§ **DATASET**:
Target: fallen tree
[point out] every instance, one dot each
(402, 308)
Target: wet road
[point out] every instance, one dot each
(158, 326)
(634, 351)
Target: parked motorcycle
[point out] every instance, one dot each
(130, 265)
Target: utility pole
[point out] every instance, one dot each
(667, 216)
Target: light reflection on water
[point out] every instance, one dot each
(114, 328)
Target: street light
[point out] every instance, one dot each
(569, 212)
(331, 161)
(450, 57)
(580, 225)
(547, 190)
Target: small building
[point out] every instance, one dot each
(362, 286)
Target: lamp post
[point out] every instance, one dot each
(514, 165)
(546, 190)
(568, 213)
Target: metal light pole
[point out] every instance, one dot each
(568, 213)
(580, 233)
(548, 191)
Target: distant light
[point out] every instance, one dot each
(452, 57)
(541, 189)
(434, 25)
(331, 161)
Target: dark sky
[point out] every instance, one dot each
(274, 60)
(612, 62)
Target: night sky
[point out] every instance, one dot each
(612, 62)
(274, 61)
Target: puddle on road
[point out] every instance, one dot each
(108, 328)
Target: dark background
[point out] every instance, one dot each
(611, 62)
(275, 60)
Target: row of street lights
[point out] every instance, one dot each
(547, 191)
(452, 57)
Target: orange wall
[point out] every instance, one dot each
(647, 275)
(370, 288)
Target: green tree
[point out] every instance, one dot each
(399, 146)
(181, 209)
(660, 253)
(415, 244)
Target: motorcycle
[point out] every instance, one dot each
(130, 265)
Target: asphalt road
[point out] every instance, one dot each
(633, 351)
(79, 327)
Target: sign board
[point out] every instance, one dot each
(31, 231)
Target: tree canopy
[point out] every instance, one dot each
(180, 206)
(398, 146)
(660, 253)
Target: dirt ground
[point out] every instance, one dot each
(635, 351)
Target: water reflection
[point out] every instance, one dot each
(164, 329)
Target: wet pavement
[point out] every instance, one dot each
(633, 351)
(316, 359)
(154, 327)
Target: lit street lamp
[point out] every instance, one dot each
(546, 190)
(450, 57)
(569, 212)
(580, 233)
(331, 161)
==
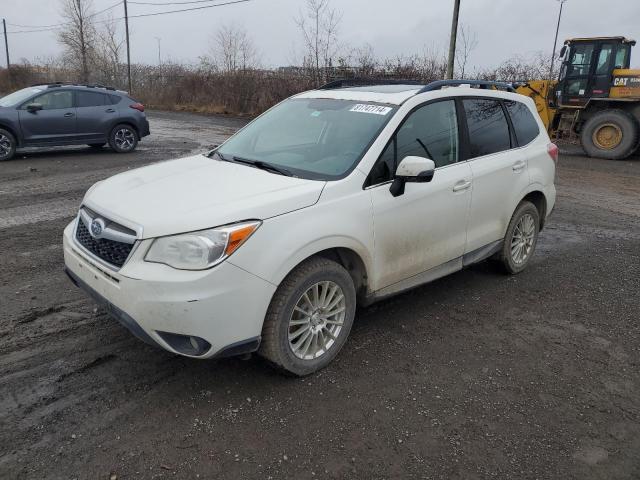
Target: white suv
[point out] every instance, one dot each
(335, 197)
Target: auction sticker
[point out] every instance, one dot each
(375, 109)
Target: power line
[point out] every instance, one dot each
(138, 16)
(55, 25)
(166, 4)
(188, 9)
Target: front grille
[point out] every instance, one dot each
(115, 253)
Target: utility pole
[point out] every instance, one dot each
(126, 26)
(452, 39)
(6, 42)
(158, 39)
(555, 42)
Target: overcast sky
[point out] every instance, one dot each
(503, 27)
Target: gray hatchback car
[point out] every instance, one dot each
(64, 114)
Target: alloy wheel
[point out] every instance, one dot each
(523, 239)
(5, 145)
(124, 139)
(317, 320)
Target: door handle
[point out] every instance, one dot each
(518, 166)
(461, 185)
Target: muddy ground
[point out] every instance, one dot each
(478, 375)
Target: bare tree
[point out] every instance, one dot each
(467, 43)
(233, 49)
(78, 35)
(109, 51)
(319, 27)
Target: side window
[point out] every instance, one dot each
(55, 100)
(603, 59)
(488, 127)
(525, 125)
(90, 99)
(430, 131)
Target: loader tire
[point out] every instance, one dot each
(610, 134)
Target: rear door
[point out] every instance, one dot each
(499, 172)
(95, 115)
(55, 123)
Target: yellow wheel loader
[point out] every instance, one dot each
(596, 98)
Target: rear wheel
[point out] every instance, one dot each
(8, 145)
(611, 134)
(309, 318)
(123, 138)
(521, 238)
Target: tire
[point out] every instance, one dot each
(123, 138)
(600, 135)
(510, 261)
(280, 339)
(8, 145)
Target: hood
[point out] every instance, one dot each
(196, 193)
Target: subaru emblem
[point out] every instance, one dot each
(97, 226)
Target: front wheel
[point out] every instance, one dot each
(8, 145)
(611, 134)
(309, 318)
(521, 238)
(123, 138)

§ **REQUIRED WORK**:
List every line of the material above that contains the string "water", copying each such line in full. Case counts, so include a line only if the string appears there with the same capitalization.

§ **TASK OUTPUT**:
Target: light reflection on water
Target: water reflection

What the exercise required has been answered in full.